> **Exercise directions**
Rewrite the listing from the line with "Where can you see the boat windshield?" through the end, changing "blue sky" to "clear sky" and keeping everything else the same. Leave out the pictures.

Image point annotation entries:
—————
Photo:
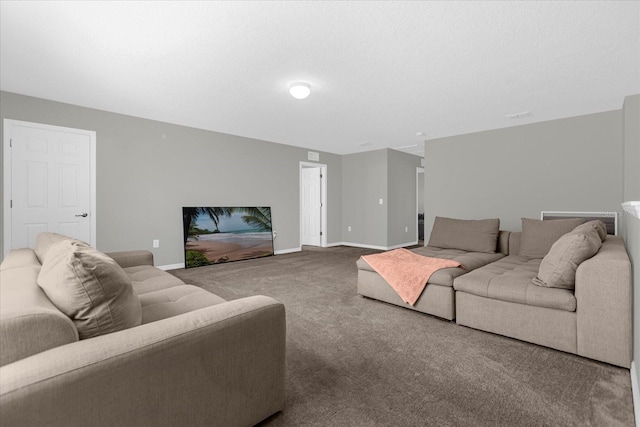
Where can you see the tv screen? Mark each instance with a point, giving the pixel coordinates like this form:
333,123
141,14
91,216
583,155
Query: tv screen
214,235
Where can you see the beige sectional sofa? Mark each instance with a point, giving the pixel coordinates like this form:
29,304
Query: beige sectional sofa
588,314
175,355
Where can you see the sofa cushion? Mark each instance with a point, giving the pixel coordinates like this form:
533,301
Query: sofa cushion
146,278
538,236
595,225
90,288
558,267
29,322
445,276
169,302
510,279
475,235
46,240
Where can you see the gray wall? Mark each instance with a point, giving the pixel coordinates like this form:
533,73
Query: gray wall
572,164
631,112
367,177
148,170
364,183
402,195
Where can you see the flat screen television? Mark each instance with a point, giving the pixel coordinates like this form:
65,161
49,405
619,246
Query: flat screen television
214,235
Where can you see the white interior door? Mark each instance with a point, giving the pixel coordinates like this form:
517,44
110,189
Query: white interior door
51,183
310,206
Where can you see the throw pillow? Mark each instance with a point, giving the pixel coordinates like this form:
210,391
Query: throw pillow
45,240
475,235
90,288
596,225
538,236
558,267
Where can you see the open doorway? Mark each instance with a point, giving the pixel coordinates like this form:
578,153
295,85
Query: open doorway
313,204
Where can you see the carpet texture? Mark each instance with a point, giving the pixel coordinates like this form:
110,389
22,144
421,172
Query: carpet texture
353,361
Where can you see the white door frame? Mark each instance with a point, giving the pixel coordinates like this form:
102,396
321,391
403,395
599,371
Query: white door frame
6,197
323,197
418,172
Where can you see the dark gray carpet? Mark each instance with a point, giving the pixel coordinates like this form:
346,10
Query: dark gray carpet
353,361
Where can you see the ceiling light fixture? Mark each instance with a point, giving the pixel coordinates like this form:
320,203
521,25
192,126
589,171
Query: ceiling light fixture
300,90
518,115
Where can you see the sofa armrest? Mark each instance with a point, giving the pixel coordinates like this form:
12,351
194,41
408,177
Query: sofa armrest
220,365
604,305
132,258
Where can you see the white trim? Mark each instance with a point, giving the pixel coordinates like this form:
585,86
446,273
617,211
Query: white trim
380,248
418,172
288,251
8,124
323,196
635,392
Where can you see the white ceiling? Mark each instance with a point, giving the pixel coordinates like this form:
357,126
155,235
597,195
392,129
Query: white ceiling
380,72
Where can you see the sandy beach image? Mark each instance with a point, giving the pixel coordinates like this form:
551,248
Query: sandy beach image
214,235
228,248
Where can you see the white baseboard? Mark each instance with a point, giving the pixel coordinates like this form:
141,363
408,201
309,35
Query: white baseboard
299,248
171,266
635,392
380,248
287,251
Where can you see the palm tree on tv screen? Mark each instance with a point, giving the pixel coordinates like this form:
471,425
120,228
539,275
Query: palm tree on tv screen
189,216
258,218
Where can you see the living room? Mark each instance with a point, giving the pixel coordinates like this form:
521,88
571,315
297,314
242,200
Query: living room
148,168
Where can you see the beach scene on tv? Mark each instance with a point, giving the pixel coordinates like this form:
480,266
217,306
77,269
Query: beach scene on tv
214,235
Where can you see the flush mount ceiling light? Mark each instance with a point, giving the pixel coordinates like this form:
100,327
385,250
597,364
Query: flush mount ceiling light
300,90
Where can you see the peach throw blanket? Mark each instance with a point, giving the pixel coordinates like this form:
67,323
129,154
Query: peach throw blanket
406,271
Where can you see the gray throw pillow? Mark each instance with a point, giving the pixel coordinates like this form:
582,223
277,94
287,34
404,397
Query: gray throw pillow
474,235
596,225
90,288
538,236
46,239
558,267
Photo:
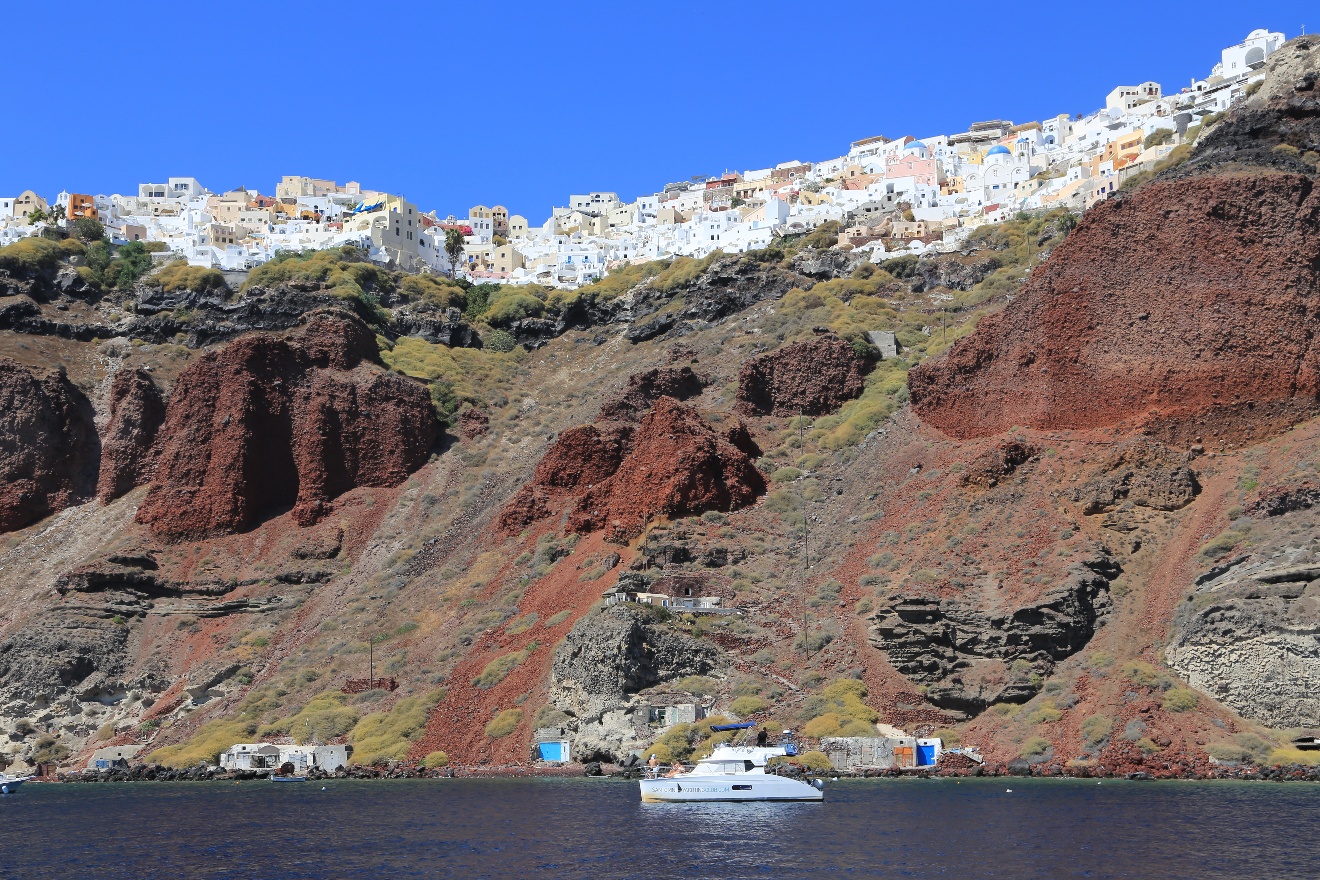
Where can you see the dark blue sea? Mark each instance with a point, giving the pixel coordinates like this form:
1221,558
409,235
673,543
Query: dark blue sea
598,829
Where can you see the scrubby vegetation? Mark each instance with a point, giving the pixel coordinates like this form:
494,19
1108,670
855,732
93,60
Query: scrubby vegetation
181,276
504,723
321,721
496,669
838,711
387,736
206,744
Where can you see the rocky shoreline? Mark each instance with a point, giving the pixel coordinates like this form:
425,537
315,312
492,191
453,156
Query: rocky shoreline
157,773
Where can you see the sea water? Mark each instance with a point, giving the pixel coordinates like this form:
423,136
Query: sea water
598,829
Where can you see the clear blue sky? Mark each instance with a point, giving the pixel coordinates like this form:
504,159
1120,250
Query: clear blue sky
520,103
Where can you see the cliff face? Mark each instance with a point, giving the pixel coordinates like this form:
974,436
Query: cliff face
811,377
1184,309
136,412
48,445
618,478
272,422
1088,546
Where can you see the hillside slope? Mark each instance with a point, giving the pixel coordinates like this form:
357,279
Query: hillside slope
1073,521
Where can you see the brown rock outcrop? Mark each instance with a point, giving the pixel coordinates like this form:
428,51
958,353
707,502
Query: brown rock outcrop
812,377
578,459
473,424
677,466
646,388
48,445
1187,308
1142,472
619,478
272,421
136,412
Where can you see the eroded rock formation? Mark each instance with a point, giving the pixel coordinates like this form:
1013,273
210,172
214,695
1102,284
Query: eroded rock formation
293,421
972,656
619,478
136,412
676,466
48,445
1184,308
1246,636
646,388
811,377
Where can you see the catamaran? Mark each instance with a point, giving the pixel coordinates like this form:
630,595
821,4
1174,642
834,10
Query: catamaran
733,773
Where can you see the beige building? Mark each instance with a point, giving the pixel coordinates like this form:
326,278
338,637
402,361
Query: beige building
506,259
27,203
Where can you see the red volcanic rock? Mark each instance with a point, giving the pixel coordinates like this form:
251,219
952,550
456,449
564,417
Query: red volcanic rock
812,377
136,412
677,466
646,388
618,478
48,445
473,424
577,461
272,421
1187,308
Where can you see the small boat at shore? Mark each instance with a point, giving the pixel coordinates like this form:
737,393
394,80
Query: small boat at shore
9,784
731,773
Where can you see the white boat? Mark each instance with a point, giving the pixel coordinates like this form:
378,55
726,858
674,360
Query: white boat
731,773
9,784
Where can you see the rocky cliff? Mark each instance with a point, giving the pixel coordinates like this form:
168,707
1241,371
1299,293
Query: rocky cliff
272,422
1087,546
49,450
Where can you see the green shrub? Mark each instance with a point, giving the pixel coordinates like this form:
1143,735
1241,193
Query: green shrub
499,341
1143,674
387,736
321,721
180,276
31,256
441,293
496,669
1287,755
206,744
504,723
1097,728
1180,699
813,760
1046,714
697,685
522,624
512,305
951,738
747,706
1034,747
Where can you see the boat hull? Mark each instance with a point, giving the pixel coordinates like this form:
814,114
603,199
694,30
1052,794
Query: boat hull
751,786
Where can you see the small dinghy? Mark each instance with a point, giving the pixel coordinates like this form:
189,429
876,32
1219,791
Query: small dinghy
9,784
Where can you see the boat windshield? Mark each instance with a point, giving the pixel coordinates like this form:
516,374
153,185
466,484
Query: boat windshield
724,768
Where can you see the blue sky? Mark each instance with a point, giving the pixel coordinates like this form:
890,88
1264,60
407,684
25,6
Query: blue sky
520,103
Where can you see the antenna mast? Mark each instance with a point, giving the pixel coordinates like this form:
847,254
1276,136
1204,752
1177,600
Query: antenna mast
807,564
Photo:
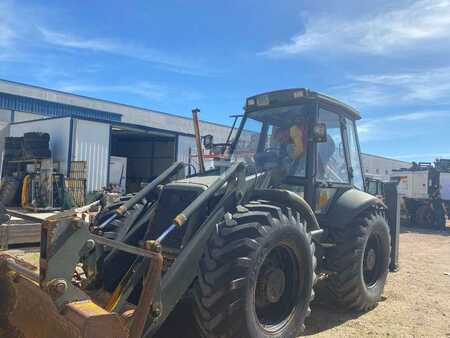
—————
> **Finished exercise**
Where can you see the boat windshield? Mark each instance with a point, giving the pixel coordinates like this form:
516,374
153,185
466,484
Query: boat windshield
724,768
Where can you see the clear sky? Mark each instance with a point, giving the pixel coordinates like this form:
890,88
1264,60
407,684
25,6
Query: clear sky
520,103
Where can you see the antenna mast? Mark each instance with a point, giving the pixel coordinates like this form:
847,254
1276,136
1204,752
1177,600
Query: antenna mast
807,564
Photo:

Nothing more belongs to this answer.